- **TO DO**: Write out every one of the following entries word for word, leaving out the pictures.

- **RECORDS TO USE**:
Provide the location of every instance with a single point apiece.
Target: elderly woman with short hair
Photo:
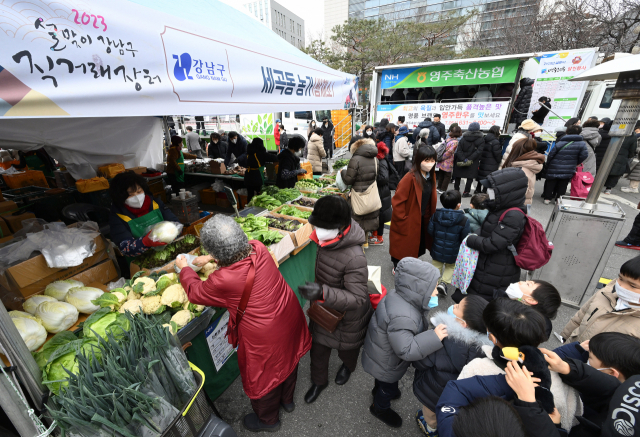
(272, 333)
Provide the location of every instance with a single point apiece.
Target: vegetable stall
(106, 335)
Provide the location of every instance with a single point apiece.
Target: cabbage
(54, 374)
(32, 303)
(57, 316)
(164, 232)
(81, 297)
(59, 289)
(18, 314)
(32, 332)
(103, 321)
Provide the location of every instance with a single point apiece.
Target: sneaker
(442, 289)
(422, 424)
(376, 241)
(626, 245)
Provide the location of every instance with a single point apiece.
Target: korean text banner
(117, 58)
(477, 73)
(463, 113)
(552, 81)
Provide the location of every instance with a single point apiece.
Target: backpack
(581, 183)
(533, 250)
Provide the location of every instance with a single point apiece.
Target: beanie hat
(223, 238)
(530, 125)
(331, 212)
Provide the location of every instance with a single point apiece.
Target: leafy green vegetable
(294, 212)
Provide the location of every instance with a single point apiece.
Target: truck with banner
(480, 90)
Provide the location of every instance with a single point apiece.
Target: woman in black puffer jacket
(491, 156)
(496, 264)
(521, 105)
(466, 334)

- **REPLY TO THE EXERCISE**:
Provide the location of every instance with a single point apiece.
Target: elderly woman with short hair
Photo:
(272, 333)
Provide the location of every instance with a single point apiece.
Target: vegetable stall
(106, 335)
Provide the location of every instance with a single point apiece.
Target: cabbage
(54, 374)
(32, 303)
(57, 316)
(164, 232)
(81, 297)
(59, 289)
(18, 314)
(32, 332)
(103, 321)
Provide the location of every instance with a single point apiece.
Target: sneaker
(442, 289)
(422, 424)
(376, 241)
(626, 245)
Provide the location of every instance with a single point apiece.
Target: korean text banner
(117, 58)
(477, 73)
(463, 113)
(552, 81)
Provide the location of every instance with a single point apiece.
Target: backpack
(581, 183)
(533, 250)
Provide the location of every instance with a single point apiece.
Target: beanie hat
(223, 238)
(530, 125)
(331, 212)
Provide the location of every instance with a single point apiece.
Target: leafy green vegetable
(294, 212)
Provide the location of every instance with a single point apiece.
Target: truck with banner
(480, 90)
Provide the location of every instance with a single point apiece.
Target: woman in black puffer jacket
(491, 156)
(496, 264)
(521, 105)
(466, 334)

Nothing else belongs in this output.